# DOCUMENT EXTRACT
BEGIN
An artificial reef tends only to mimic an adjacent natural reef if there are sufficient structural similarities, his research suggests.
So most shipwrecks are new habitats with distinct communities living in them.
The first organisms to arrive are usually larvae.
"The marine larvae take advantage," he said. "They start a sort of succession, which means you get different organisms settling with the progression of time."
Older ships such as the Kingston attract soft corals from the Xeniidae family, research has revealed. Younger shipwrecks tend to attract stony corals from the Poritidae and Pocilloporidae families. It may take several years for these to mature but as they do, the food web expands.
Open water fish are attracted to the reef in search of food. Colourful reef fish such as purple tang arrive seeking food and shelter. Both attract predators such as lionfish.
Eight years ago, an old Royal Navy frigate HMS Scylla was gutted and scuttled off the coast of Cornwall, UK. The project, co-ordinated by the National Marine Aquarium, created an artificial reef in Whitsand Bay. From the beginning scientists observed the wreck monitoring how sea life interacted with it.
There were some big surprises, according to Dr Keith Hiscock, associate fellow at the Marine Biological Association in Plymouth.
"The first two years the colonisation was all over the place... masses of sea urchins, a species we only normally find under boulders on the sea shore, colonised it in vast numbers.
"Then in year two, wrasse arrived and ate the sea urchins," he said.
An English coral on a nearby reef took almost three years to travel 30 metres to the wreck, but once there spread prodigiously and unexpectedly quickly.
Pink seafans on the wreck are also growing surprisingly fast, said Dr Hiscock. They were thought to grow about one centimetre a year, but some have grown 40cm in just a few years, he explained.
Artificial reefs such as HMS Scylla do not replace natural reefs that have been lost to dredging, however.
Studies in the Red Sea and on HMS Scylla confirm that wrecks often create new and different sorts of habitat.
"Scylla does not emulate rock reefs. You can't say 'oh heck we've put so many scallop dredges through the rock reefs that we've wrecked them, let's put down another frigate as a replacement" said Dr Hiscock.
"No, it's a different sort of habitat."
Life on the sunken Scylla:
|Time after sinking (March 2004)||Marine life growth|
Small numbers of poor cod are observed after around 10 days.
Barnacles, tube worms and hydroids begin to colonise.
END
# INFORMATION SUPPLIED
BEGIN
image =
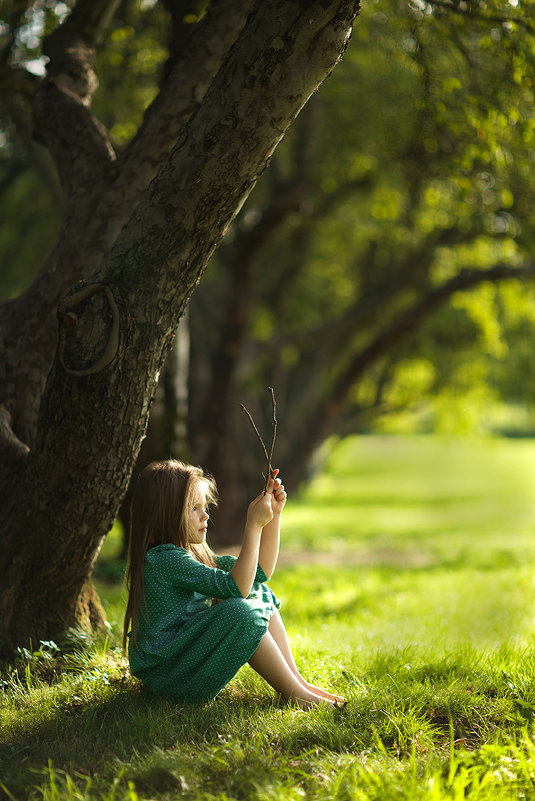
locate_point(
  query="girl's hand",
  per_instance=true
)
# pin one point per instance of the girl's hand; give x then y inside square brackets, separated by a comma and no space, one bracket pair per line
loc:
[260,511]
[278,495]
END
# WHAT THIS EXERCISE ASKS
- 1) In the text on shipwreck reefs, what ate the sea urchins on HMS Scylla in year two?
- 2) Please continue the text on shipwreck reefs, picking up after its last sentence.

# ANSWERS BY ITEM
- 1) Wrasse ate the sea urchins.

- 2)
"Wandering species" such as spiny spider crabs and long-spined sea scorpion arrive.
Brown filamentous algae appear.
Barnacles, tube worms and hydroids become common.
Kelp, solitary sea squirts and anemones settle along with mussels, anemones and a mass of queen scallops.
Green urchins and common starfish settle in large numbers.
Calcareous sponges settle.
Common starfish start feeding on barnacles and mussels.
Corkwing wrasse are observed "holding territory".
Watching HMS Scylla from the moment it was sunk has also provided a reminder of the effects that some man-made chemicals can have on marine species.
The hull was painted with an anti-fouling paint containing tributyltin (TBT). The TBT paint on the wreck was not removed before the wreck was scuttled.
Though it has been more than 25 years since the paint was last applied, TBT coated areas on HMS Scylla's hull still remain almost entirely free from colonisation.
Professor Benayahu has come across it in the Red Sea. "For years they have been using a nasty paint labelled TBT," he said, "…which is considered one of the most toxic compounds ever introduced into the marine environment by human beings."
TBT is now banned under international agreements and is known to be extremely toxic to molluscs. In gastropods, it can cause the growth of sexual organs that do not match the creature's gender.
"That's a project waiting to happen," said Dr Hiscock. "To see what the levels are in those organisms that are surviving, and in the water adjacent to the TBT anti-fouling paint. To do a bit of a detective piece of research to try and work out what's going on there", said Dr Hiscock.
A reminder perhaps of what is still to be learnt about how the world above the waves affects marine life below.